■ Instructions to follow ■
All of the data is to be set down again without alteration.

■ Records ■
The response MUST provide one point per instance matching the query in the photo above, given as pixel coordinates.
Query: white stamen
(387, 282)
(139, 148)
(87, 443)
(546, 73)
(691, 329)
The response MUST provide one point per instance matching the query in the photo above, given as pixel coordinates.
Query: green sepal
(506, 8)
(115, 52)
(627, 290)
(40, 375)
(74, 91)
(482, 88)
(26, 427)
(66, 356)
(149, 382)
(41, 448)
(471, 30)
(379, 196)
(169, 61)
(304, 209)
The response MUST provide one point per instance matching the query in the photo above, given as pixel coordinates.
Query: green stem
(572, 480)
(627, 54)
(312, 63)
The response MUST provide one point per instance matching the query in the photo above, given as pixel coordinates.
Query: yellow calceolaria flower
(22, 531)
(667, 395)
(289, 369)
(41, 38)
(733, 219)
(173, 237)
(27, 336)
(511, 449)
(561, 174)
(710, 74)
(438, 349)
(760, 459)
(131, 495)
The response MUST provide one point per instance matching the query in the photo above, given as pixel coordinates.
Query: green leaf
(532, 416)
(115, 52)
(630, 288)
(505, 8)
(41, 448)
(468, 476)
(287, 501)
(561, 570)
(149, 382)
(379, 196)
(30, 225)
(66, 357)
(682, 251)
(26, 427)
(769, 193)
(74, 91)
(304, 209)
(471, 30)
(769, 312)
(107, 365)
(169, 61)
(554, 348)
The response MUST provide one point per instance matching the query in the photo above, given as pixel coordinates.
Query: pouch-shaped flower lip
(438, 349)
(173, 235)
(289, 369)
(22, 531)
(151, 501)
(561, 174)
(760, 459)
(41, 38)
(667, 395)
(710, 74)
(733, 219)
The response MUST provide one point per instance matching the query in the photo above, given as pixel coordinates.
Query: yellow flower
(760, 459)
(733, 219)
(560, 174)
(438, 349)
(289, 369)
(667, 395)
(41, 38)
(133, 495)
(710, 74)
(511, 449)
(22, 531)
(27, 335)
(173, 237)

■ Solution to this exercise ■
The response MUST provide one point per instance matching the query in the photo above, given as pixel coordinates.
Query: white stamen
(387, 282)
(139, 148)
(87, 443)
(546, 73)
(691, 329)
The response MUST provide one point per instance matching the query in the photo above, given as pixel coordinates.
Query: green sepal
(506, 8)
(115, 52)
(627, 290)
(40, 375)
(74, 91)
(482, 88)
(26, 427)
(66, 356)
(149, 382)
(41, 448)
(471, 30)
(379, 196)
(169, 61)
(304, 209)
The response MUST provide one point per instance matching the query in the photo above, given as pixel coordinates.
Query: green stem
(572, 480)
(627, 54)
(312, 63)
The response MUST provide one point per instance matching the query in the photo above, given as pixel coordinates.
Query: yellow calceolaria flower
(22, 531)
(667, 395)
(289, 369)
(41, 38)
(733, 219)
(173, 237)
(27, 336)
(511, 449)
(561, 174)
(710, 74)
(438, 349)
(760, 459)
(131, 495)
The response MUST provide one point per instance matching the query in the photo above, given as pixel coordinates.
Query: green leaf
(532, 416)
(115, 52)
(630, 288)
(505, 8)
(41, 448)
(468, 476)
(287, 501)
(561, 570)
(149, 382)
(379, 196)
(30, 225)
(66, 357)
(682, 251)
(26, 427)
(769, 193)
(74, 91)
(304, 209)
(471, 30)
(769, 312)
(107, 365)
(169, 61)
(554, 348)
The response MUST provide one point per instance matching the query in the photo above, given as pixel coordinates.
Query: pouch-shaped flower lip
(438, 349)
(173, 235)
(289, 369)
(22, 531)
(151, 501)
(561, 174)
(760, 459)
(41, 38)
(667, 395)
(710, 74)
(733, 219)
The response MUST provide one point per instance matching the query in the photo above, given as pixel coordinates.
Query: yellow flower
(760, 459)
(733, 219)
(560, 174)
(438, 349)
(289, 369)
(667, 395)
(41, 38)
(133, 495)
(710, 74)
(511, 449)
(22, 531)
(27, 335)
(173, 237)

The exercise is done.